Coordinate annotation records:

[Begin]

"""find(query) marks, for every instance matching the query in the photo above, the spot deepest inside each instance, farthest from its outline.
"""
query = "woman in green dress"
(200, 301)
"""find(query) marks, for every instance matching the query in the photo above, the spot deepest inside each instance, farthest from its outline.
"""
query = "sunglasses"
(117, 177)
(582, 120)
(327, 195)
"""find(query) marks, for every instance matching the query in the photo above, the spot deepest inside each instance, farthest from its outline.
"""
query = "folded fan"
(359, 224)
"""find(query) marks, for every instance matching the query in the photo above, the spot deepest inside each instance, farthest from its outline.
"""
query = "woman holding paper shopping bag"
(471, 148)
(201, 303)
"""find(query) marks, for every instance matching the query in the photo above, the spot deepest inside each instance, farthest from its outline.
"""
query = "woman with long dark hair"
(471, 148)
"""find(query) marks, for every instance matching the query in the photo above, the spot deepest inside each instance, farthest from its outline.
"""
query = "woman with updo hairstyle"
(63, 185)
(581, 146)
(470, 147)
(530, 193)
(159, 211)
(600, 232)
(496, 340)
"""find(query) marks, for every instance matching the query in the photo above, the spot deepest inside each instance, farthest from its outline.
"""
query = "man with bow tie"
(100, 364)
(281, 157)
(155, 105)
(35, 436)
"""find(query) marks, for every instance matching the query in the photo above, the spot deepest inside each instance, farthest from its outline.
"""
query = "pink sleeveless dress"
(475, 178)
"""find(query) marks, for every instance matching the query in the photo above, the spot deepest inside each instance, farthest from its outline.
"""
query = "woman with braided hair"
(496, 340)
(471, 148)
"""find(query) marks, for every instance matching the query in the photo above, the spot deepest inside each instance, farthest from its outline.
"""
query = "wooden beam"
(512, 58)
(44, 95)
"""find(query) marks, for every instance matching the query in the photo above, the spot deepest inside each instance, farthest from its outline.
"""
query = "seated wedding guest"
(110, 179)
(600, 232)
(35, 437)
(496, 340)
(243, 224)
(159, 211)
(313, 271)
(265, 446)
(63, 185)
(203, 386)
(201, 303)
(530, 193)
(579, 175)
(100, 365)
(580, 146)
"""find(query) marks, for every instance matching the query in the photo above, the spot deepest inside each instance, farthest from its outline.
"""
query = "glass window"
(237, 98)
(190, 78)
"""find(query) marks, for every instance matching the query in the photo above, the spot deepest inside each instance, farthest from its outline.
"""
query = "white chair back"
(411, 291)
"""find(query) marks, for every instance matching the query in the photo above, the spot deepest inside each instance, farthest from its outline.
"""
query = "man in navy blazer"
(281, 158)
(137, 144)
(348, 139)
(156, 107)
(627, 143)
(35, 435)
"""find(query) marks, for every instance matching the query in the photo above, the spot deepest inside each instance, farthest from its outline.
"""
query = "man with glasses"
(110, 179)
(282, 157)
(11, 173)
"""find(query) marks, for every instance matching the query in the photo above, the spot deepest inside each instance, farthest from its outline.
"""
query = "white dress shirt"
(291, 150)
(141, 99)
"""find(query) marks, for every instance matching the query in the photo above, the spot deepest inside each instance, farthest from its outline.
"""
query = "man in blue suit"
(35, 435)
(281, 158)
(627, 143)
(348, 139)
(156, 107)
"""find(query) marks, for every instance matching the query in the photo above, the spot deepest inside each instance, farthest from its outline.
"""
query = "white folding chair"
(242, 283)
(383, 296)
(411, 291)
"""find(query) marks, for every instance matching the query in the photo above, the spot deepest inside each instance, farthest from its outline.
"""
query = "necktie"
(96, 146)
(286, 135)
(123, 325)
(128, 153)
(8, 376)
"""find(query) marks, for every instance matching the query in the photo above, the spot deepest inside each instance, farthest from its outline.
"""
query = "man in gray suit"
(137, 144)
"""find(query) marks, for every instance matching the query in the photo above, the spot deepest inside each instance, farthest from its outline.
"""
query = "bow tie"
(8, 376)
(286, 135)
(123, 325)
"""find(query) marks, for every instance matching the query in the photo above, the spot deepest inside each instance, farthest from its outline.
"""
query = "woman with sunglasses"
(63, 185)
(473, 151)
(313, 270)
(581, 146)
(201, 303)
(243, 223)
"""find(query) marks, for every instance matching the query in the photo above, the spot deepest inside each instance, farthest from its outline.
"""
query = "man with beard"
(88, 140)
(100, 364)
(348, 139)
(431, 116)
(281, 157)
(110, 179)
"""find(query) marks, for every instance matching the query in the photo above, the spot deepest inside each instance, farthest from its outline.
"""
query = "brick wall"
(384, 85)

[End]

| Given request |
Reproduce the records above exactly.

| Exercise output |
"""find(query) marks, for every instance matching the query in the photo above, the spot deepest inside each instance, farthest from its outline.
"""
query = "woman in green dress"
(200, 301)
"""find(query) marks, for every instance matching the query in the photo above, the spot deepest inside each instance, farthest from its outline.
"""
query = "sunglasses"
(117, 177)
(582, 120)
(327, 195)
"""find(query) marks, for every instance matching the query in the photo above, the spot deepest inside each instance, farthest from its outline.
"""
query = "folded fan"
(359, 224)
"""find(query) marks, for every instance matching the query in the photo above, the spot deepest inside each instance, farthest from its outline.
"""
query = "woman holding paper shopping bag"
(471, 148)
(201, 303)
"""find(query) marks, for every instance matching the query in the photo above, the spot deepest inside each instance, farthest from its outline.
"""
query = "woman with long dark hair"
(471, 148)
"""find(query) marks, for every instance matching the query in the photo above, the spot deepest inside each instance, farthest from its outline.
"""
query = "woman with updo hairstyle"
(63, 185)
(581, 146)
(470, 147)
(530, 193)
(159, 211)
(600, 232)
(496, 340)
"""find(query) marks, for every instance matching the query in the photo above, the spot deepest inside each instance, farthest from its outline.
"""
query = "man with bow tie"
(100, 364)
(281, 157)
(155, 105)
(35, 436)
"""find(query) marks, for every instance matching the query in the photo above, the spot deepest inside each instance, farthest from its outline.
"""
query = "pink sleeveless dress"
(475, 178)
"""find(query) marks, for every instance matching the query in the photo above, the spot deepest inside each instance, farthest from its outline.
"""
query = "woman with braided hair"
(496, 340)
(471, 148)
"""find(query) marks, for every instance matching the query in the photo above, the spot deepest inside each instance, farthest from its outline.
"""
query = "wooden beam"
(512, 58)
(44, 95)
"""find(query) marks, for every instance matching the query in the photo above, the spot deepest inside each instance, farthest from its outline.
"""
query = "seated wedding guest"
(110, 179)
(600, 232)
(35, 437)
(496, 340)
(243, 224)
(159, 211)
(313, 271)
(265, 446)
(63, 185)
(203, 386)
(201, 303)
(530, 193)
(579, 175)
(100, 365)
(580, 146)
"""find(query) marks, for every instance matching the query in the photo above, the spot deepest inside each instance, farthest from its outline.
"""
query = "glass window"
(237, 98)
(190, 78)
"""find(query) marks, for every instance matching the query in the photo above, the spot deepest inside each instance, farthest from its outline.
"""
query = "white chair back"
(411, 291)
"""find(query) marks, for every instance matching the query in the photo above, the spot deepest inside each instance, farthest from its outline.
"""
query = "man in navy blazer"
(281, 158)
(137, 144)
(348, 139)
(156, 107)
(627, 143)
(35, 435)
"""find(query) marks, for every instance matching the query in the photo above, the spot deepest inside each instance, farthest from its outline.
"""
query = "man with glasses"
(110, 179)
(282, 157)
(11, 173)
"""find(query) marks, for every instance matching the query in the photo above, the spot deepest inside each instance, farthest from its outline.
"""
query = "white dress shirt"
(291, 150)
(141, 99)
"""find(query) marks, for every instance matching the query in the photo above, the spot deepest inside each instance, farthest from its outline.
"""
query = "man in blue suit"
(35, 435)
(281, 158)
(627, 143)
(348, 139)
(156, 107)
"""find(query) marks, for every instance matching the query in the photo above, the spot deepest inside each instance, farthest from its outline.
"""
query = "white folding chair"
(242, 283)
(383, 296)
(411, 291)
"""find(query) marks, for every instance matching the query in the photo above, the spot deepest inside each instance, farthest from its outline.
"""
query = "necktie"
(96, 146)
(286, 135)
(123, 325)
(128, 153)
(8, 376)
"""find(query) marks, for every instance matching the query in the photo above, the spot deepest inside each instance, farthest from its outline.
"""
query = "man in gray suit"
(137, 144)
"""find(query) marks, for every instance matching the query in the photo above, the spot deepest inside each instance, farthest from its outline.
"""
query = "bow tie"
(8, 376)
(286, 135)
(123, 325)
"""find(query) marks, for every instance matching the query in the photo above, the spot deepest inside each instance, farthest from its outline.
"""
query = "woman with sunglasses"
(63, 185)
(473, 151)
(313, 270)
(581, 146)
(201, 303)
(243, 223)
"""find(query) marks, for every instance matching the query in the photo above, the spot deepest inside each instance, farthest from its outline.
"""
query = "man with beard"
(88, 140)
(100, 364)
(348, 139)
(431, 116)
(281, 157)
(110, 179)
"""find(query) marks, for every instance matching the query in the photo above, the spot deepest inside each instance, farthest from its outline.
"""
query = "brick wall"
(384, 85)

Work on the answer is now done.